To do>
Every line of the data should be output word for word.

Data shown>

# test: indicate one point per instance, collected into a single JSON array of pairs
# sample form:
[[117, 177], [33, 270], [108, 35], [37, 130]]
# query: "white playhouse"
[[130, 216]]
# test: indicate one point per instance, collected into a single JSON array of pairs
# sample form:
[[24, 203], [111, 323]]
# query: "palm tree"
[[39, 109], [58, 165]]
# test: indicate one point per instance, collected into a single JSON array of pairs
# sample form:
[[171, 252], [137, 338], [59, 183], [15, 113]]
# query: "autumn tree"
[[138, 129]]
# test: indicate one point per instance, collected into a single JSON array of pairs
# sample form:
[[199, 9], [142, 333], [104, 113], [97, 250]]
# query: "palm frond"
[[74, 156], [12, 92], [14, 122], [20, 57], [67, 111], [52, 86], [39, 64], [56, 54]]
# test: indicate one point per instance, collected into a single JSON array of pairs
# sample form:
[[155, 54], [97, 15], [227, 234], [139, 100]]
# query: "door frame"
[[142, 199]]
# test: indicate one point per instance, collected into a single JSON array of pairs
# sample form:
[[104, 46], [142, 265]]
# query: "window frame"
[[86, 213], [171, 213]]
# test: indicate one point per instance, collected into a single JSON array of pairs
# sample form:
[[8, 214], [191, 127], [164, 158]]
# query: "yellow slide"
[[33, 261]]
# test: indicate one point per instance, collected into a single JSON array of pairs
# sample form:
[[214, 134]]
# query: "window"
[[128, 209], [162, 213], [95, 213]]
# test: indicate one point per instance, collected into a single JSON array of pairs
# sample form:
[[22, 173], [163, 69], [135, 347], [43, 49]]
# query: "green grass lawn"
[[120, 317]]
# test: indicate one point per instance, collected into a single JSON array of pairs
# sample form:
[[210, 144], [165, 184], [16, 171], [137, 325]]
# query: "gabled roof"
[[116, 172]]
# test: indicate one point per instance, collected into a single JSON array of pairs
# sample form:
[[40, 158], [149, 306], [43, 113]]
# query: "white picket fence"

Solution to the problem>
# test: indicate one point per instance, collected into a single JSON array of pairs
# sample form:
[[117, 177], [33, 270], [108, 35], [37, 130]]
# query: "white playhouse"
[[130, 216]]
# test: indicate one point per instance, collected into a single JSON array of pairs
# sample form:
[[24, 203], [111, 323]]
# query: "palm tree"
[[39, 109], [58, 165]]
# test: indicate one point per instance, collected into a single JSON array of pairs
# sample form:
[[171, 252], [137, 338], [59, 183], [15, 113]]
# query: "autumn tree"
[[138, 129]]
# test: indicate one point per instance, collected into a single JSON array of pairs
# sample form:
[[199, 9], [142, 333], [104, 113], [97, 250]]
# query: "palm frond"
[[74, 156], [12, 92], [14, 122], [20, 57], [67, 111], [52, 86], [39, 64], [56, 54]]
# test: indicate one point per instance, collected into a single JSON array of pairs
# sample form:
[[155, 54], [97, 15], [227, 234], [139, 100]]
# query: "door frame"
[[142, 199]]
# test: indicate one point per instance, collected into a single JSON array of pairs
# sample form:
[[104, 46], [142, 265]]
# query: "window frame"
[[86, 213], [171, 213]]
# test: indicate one point per instance, collected into a single JSON array of pairs
# sample form:
[[8, 214], [191, 127], [164, 158]]
# query: "yellow slide"
[[33, 261]]
# test: indicate one point per instance, collected into a single JSON array of pairs
# sample form:
[[214, 134]]
# query: "window"
[[128, 209], [162, 213], [95, 213]]
# test: indicate one point per instance, collected into a single JSON array of pairs
# sample form:
[[22, 173], [163, 69], [135, 347], [43, 49]]
# query: "green grass lawn"
[[120, 317]]
# test: indicate one point per instance, collected into a single JSON array of pairs
# sample form:
[[210, 144], [165, 184], [16, 171], [137, 325]]
# query: "gabled roof"
[[116, 172]]
# test: indicate one point per instance, collected into a single JSON array of pairs
# sample form:
[[40, 158], [149, 306], [43, 113]]
# query: "white picket fence"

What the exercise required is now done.